#### Angezeigter Text ####

Der BWVI vorliegende Daten zur Pünktlichkeit als Vergleich 2016 (vor Ausweitung) und 2017 (nach Ausweitung) lassen eine ausreichende Einschätzung zu:

 

 

2016

2017

Vergleich

Zugausfälle

(Teil- und Gesamtfahrten Linie S1)

2.515

3.965

+58%

 

Das heutige Konzept sieht vor, dass nach dem auslaufenden 10-Minuten-Takt eine Stabilisierung der Fahrzeugumläufe und Pünktlichkeit einsetzt, damit Anschlussbeziehungen im Innenstadtbereich wieder gesichert werden. Eine stärkere Ausweitung ist daher betrieblich nicht umsetzbar und insbesondere mit Hinblick auf die Leistungszuwächse im Gesamtnetz insgesamt und dem Anstieg der Fahrgastzahlen mit teils erheblich gestiegenen Fahrgastwechselzeiten nicht unter den heutigen Qualitätsvorgaben leistbar und würde zusätzlich die Stabilität des Gesamtnetzes gefährden.

####

Führen Sie den Text über die Zugausfälle und die Taktausweitung der Linie S1 im Anschluss an seinen letzten Satz fort.

#### Datenteil ####

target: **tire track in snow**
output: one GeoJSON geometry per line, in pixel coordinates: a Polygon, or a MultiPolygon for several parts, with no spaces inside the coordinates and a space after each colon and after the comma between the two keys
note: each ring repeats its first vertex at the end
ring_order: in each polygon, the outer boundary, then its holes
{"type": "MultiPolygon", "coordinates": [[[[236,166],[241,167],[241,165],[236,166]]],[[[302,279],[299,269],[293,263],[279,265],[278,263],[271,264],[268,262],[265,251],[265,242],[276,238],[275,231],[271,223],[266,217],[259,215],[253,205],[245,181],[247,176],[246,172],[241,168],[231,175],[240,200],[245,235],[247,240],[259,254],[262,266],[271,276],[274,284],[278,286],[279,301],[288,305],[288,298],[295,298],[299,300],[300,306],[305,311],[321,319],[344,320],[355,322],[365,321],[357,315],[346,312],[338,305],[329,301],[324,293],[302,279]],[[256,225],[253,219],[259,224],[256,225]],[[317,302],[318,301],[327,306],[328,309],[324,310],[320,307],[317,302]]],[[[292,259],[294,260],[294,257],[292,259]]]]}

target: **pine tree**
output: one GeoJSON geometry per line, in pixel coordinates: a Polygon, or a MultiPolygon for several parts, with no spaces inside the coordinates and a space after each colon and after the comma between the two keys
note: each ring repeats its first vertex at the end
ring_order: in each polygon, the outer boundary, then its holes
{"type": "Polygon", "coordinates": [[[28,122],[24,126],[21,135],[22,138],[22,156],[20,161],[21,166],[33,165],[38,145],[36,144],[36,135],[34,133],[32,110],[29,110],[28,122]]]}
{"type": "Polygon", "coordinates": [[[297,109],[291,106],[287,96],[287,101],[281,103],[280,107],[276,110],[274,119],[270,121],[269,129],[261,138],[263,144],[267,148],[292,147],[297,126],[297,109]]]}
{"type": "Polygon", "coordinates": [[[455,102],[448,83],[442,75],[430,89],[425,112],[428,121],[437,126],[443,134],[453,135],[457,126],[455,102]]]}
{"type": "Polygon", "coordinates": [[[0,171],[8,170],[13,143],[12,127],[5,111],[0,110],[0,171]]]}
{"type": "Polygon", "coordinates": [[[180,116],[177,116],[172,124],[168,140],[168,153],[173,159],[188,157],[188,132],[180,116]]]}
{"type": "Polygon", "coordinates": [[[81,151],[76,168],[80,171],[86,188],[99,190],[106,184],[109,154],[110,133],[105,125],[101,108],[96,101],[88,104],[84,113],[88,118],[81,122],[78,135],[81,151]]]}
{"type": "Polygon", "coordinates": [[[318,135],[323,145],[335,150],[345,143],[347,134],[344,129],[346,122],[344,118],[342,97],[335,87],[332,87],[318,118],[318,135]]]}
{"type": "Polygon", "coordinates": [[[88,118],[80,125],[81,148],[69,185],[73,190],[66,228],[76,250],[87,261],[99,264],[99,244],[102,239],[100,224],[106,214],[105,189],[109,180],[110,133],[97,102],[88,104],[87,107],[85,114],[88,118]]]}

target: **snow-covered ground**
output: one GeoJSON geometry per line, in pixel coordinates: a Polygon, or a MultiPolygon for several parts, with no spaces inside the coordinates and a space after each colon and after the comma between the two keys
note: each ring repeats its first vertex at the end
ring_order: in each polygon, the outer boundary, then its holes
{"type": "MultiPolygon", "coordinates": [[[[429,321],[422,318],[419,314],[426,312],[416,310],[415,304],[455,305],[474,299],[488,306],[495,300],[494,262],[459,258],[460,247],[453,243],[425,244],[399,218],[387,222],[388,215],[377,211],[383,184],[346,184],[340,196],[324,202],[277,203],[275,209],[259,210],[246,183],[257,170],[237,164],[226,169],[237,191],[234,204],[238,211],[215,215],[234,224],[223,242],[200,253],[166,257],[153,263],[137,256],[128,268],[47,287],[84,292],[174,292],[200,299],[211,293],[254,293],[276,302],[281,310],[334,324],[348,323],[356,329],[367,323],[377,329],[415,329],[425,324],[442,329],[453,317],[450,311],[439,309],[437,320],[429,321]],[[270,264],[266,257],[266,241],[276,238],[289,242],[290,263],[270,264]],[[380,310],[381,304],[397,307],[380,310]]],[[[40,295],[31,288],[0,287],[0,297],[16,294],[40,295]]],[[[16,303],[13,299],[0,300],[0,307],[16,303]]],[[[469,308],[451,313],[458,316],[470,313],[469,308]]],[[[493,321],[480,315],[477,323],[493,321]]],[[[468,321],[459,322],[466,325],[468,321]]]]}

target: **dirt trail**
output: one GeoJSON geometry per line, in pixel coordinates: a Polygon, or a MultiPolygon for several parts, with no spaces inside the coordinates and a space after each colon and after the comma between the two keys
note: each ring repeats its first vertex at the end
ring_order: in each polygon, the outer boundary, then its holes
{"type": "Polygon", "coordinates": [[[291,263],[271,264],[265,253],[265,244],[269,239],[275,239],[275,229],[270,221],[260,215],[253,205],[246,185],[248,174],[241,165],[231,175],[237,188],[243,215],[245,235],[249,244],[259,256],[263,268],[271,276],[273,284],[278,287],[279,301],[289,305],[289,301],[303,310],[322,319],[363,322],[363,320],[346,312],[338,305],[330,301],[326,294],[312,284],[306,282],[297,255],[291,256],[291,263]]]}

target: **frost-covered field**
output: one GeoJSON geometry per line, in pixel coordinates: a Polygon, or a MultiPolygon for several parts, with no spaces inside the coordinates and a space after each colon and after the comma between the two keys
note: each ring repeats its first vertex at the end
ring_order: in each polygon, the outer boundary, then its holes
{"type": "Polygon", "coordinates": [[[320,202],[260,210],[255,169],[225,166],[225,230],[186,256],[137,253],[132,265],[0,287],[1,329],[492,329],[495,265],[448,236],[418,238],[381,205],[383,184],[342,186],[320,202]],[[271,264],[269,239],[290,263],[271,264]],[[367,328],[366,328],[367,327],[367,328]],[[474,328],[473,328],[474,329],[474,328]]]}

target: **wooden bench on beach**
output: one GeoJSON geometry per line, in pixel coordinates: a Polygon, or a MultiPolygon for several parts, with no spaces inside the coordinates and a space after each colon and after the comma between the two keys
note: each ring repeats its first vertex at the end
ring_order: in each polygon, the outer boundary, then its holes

####

Antwort:
 

Für eine Stabilisierung des Abschnitts wird zukünftig auch die Realisierung des Elektronischen Stellwerks (ESTW) Altona West (als Ablösung der alten Stellwerkstechnik im Abschnitt Klein Flottbek bis Wedel; vsl. 2024) durch DB Netz dienen. Diese Erneuerung soll in einem ersten Schritt zu einer deutlichen Reduzierung der infrastrukturbedingten Störungen führen.

 

Zu 2:

Eine zusätzliche Leistungsausweitung im Bestandsnetz ist regelmäßig nach den Bedingungen des Verkehrsvertrages „Erbringung der Verkehrsleistung S-Bahn Hamburg 2018 – 2033“ zu entgelten und damit geregelt. Diese Entgeltung bemisst sich nach Leistungskilometern, der eingesetzten Zuglänge (Kurzzug, Vollzug, Langzug) und auch abhängig von einem etwaig erforderlichen Fahrzeugmehrbedarf. In einer ergänzenden Ländervereinbarung ist die aufgabenträgerbezogene Zuweisung der Leistungsentgelte geregelt.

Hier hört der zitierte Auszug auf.